                      Without reading company reports or participating in conference calls, you would most likely not have access to this sort of information, which is usually not included in press releases or other public announcements.
                        A simplified analysis of risk factors is unique to TipRanks.
                          What are all the risk factor categories?
                          TipRanks has identified 6 major categories of risk factors and a number of subcategories for each. You can see how these categories are broken down in the list below.
                          1. Financial & Corporate
                          • Accounting & Financial Operations - risks related to accounting loss, value of intangible assets, financial statements, value of intangible assets, financial reporting, estimates, guidance, company profitability, dividends, fluctuating results.
                          • Share Price & Shareholder Rights – risks related to things that impact share prices and the rights of shareholders, including analyst ratings, major shareholder activity, trade volatility, liquidity of shares, anti-takeover provisions, international listing, dual listing.
                          • Debt & Financing – risks related to debt, funding, financing and interest rates, financial investments.
                          • Corporate Activity and Growth – risks related to restructuring, M&As, joint ventures, execution of corporate strategy, strategic alliances.
                          2. Legal & Regulatory
                          • Litigation and Legal Liabilities – risks related to litigation/ lawsuits against the company.
                          • Regulation – risks related to compliance, GDPR, and new legislation.
                          • Environmental / Social – risks related to environmental regulation and to data privacy.
                          • Taxation & Government Incentives – risks related to taxation and changes in government incentives.
                          3. Production
                          • Costs – risks related to costs of production including commodity prices, future contracts, inventory.
                          • Supply Chain – risks related to the company’s suppliers.
                          • Manufacturing – risks related to the company’s manufacturing process including product quality and product recalls.
                          • Human Capital – risks related to recruitment, training and retention of key employees, employee relationships & unions labor disputes, pension, and post retirement benefits, medical, health and welfare benefits, employee misconduct, employee litigation.
..............................
TASK REQUIREMENTS:
(a) In the risk factor categories text, how many major categories of risk factors has TipRanks identified?
(b) Continue the text about TipRanks risk factor categories from where it stops.

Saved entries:
..............................
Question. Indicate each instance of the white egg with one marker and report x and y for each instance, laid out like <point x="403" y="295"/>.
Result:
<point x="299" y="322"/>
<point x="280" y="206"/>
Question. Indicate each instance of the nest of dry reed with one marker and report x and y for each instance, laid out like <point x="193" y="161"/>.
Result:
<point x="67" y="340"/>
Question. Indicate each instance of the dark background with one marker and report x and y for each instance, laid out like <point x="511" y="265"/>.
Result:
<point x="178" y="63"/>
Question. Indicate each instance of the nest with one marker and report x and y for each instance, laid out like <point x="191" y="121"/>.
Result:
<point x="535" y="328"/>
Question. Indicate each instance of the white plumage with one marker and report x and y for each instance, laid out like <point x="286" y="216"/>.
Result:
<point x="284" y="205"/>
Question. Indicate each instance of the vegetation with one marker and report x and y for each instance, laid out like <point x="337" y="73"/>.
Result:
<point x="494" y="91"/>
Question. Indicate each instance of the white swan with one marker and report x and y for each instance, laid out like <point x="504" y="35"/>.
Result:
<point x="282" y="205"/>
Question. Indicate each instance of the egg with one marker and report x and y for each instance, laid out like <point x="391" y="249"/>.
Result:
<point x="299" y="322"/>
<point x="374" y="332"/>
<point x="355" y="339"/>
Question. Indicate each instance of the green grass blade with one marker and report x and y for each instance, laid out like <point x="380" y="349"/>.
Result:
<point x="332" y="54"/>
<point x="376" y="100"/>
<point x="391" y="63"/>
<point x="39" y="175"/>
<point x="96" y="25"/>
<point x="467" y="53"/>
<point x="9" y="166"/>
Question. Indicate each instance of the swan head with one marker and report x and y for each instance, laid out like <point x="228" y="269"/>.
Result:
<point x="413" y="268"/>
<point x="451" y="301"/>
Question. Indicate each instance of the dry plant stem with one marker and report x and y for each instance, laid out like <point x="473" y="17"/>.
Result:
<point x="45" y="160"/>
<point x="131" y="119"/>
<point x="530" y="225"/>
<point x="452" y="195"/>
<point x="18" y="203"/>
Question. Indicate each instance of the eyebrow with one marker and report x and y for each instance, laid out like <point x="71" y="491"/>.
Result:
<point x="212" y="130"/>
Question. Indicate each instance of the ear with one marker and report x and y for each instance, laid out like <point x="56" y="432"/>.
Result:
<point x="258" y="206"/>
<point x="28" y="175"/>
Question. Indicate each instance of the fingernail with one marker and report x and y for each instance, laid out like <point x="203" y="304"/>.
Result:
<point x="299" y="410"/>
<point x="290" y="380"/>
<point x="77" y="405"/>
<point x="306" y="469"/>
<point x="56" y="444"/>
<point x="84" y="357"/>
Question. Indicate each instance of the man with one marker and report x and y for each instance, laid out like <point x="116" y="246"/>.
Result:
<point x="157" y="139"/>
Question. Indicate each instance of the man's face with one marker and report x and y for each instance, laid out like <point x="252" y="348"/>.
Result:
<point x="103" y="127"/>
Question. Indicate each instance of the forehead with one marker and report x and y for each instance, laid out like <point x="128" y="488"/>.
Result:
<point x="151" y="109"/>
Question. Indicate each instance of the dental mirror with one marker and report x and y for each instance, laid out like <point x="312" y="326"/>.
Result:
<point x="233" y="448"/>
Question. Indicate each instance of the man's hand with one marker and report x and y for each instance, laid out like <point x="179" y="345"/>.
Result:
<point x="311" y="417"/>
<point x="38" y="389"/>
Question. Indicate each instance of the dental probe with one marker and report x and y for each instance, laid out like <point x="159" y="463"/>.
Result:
..............................
EXPECTED RESPONSES:
(a) Six.

(b)
                          4. Technology & Innovation
                          • Innovation / R&D – risks related to innovation and new product development.
                          • Technology – risks related to the company’s reliance on technology.
                          • Cyber Security – risks related to securing the company’s digital assets and from cyber attacks.
                          • Trade Secrets & Patents – risks related to the company’s ability to protect its intellectual property and to infringement claims against the company as well as piracy and unlicensed copying.
                          5. Ability to Sell
                          • Demand – risks related to the demand of the company’s goods and services including seasonality, reliance on key customers.
                          • Competition – risks related to the company’s competition including substitutes.
                          • Sales & Marketing – risks related to sales, marketing, and distribution channels, pricing, and market penetration.
                          • Brand & Reputation – risks related to the company’s brand and reputation.
                          6. Macro & Political
                          • Economy & Political Environment – risks related to changes in economic and political conditions.
                          • Natural and Human Disruptions – risks related to catastrophes, floods, storms, terror, earthquakes, coronavirus pandemic/COVID-19.
                          • International Operations – risks related to the global nature of the company.
                          • Capital Markets – risks related to exchange rates and trade, cryptocurrency.